[SELECTED EXTRACT]

The province may consider issuing a province-wide fingerprint ID card to track welfare cases, OHIP users, and licensed drivers, Premier Harris said yesterday.
Harris embraced a Metro council proposal to issue electronic fingerprint bank cards to municipal welfare clients to fight fraud.
"I think it would give us a strong case, if you like, that maybe this is the best fool-proof method to ... access all government programs", he said.
"I've always believed we have too many numbers and too many cards."
The Tories promised in the Common Sense Revolution to create a "strictly enforced program of photo-identification for all welfare recipients."
Harris suggested yesterday he may like to see a broader-based card.
"It's something certainly we would look at", he said. "All we need to do is make sure what we're doing satisfies the privacy commissioner."
"As we get into these new technologies, it is important that we ensure the privacy of information."
NDP critic Tony Silipo flirted with a province-wide photo or fingerprint ID card in 1994.
Yesterday, Silipo said the idea still has "potential", but only if welfare recipients aren't singled out.
"Fingerprinting is still in the public psyche associated with criminal activity. That's the real problem."
Harris doesn't figure he'd have a problem selling the idea.

[/SELECTED EXTRACT]
[ENTRIES SHOWN]

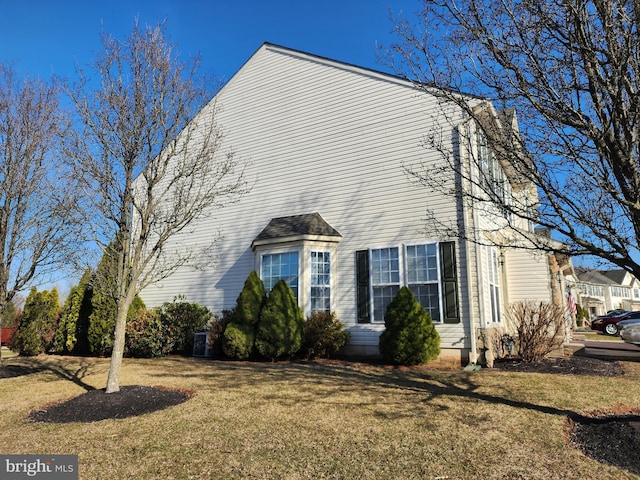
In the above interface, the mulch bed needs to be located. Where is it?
[0,365,40,378]
[29,385,193,423]
[566,408,640,475]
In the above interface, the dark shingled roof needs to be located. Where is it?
[254,213,342,242]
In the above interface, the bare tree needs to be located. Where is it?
[386,0,640,278]
[0,64,78,360]
[72,21,246,393]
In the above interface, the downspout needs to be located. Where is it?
[461,121,482,365]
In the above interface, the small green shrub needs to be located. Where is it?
[222,270,267,359]
[379,287,440,365]
[222,322,255,360]
[53,269,93,353]
[509,300,565,362]
[208,307,235,358]
[125,309,173,358]
[576,305,589,327]
[235,270,267,327]
[160,296,213,355]
[11,288,60,356]
[256,280,304,360]
[301,312,350,359]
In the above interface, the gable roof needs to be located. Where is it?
[253,212,342,251]
[601,269,627,285]
[575,267,618,285]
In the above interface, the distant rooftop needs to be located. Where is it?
[254,212,342,242]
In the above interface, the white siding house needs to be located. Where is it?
[142,44,550,362]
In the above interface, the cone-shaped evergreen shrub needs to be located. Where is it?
[222,322,255,360]
[256,280,304,360]
[379,287,440,365]
[11,288,60,356]
[222,270,267,360]
[53,269,92,353]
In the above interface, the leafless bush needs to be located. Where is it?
[509,301,564,362]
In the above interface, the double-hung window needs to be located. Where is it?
[476,129,510,217]
[356,242,460,323]
[371,247,400,322]
[405,243,440,322]
[260,251,300,298]
[310,251,331,312]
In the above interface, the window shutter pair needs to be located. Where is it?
[356,242,460,323]
[440,242,460,323]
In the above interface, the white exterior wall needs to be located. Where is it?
[142,45,470,356]
[504,250,556,303]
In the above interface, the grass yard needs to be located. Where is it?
[0,356,640,480]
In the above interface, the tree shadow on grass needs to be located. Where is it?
[161,361,640,474]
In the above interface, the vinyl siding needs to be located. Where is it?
[505,250,555,303]
[142,45,470,348]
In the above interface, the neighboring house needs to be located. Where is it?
[575,267,640,318]
[142,44,555,362]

[/ENTRIES SHOWN]

| ABOUT THIS TASK |
Reproduce the stretch of the news report on the fingerprint ID card proposal from "Harris suggested yesterday" through "selling the idea.", without changing a word. Rely solely on the text for what follows.

| YOUR SOLUTION |
Harris suggested yesterday he may like to see a broader-based card.
"It's something certainly we would look at", he said. "All we need to do is make sure what we're doing satisfies the privacy commissioner."
"As we get into these new technologies, it is important that we ensure the privacy of information."
NDP critic Tony Silipo flirted with a province-wide photo or fingerprint ID card in 1994.
Yesterday, Silipo said the idea still has "potential", but only if welfare recipients aren't singled out.
"Fingerprinting is still in the public psyche associated with criminal activity. That's the real problem."
Harris doesn't figure he'd have a problem selling the idea.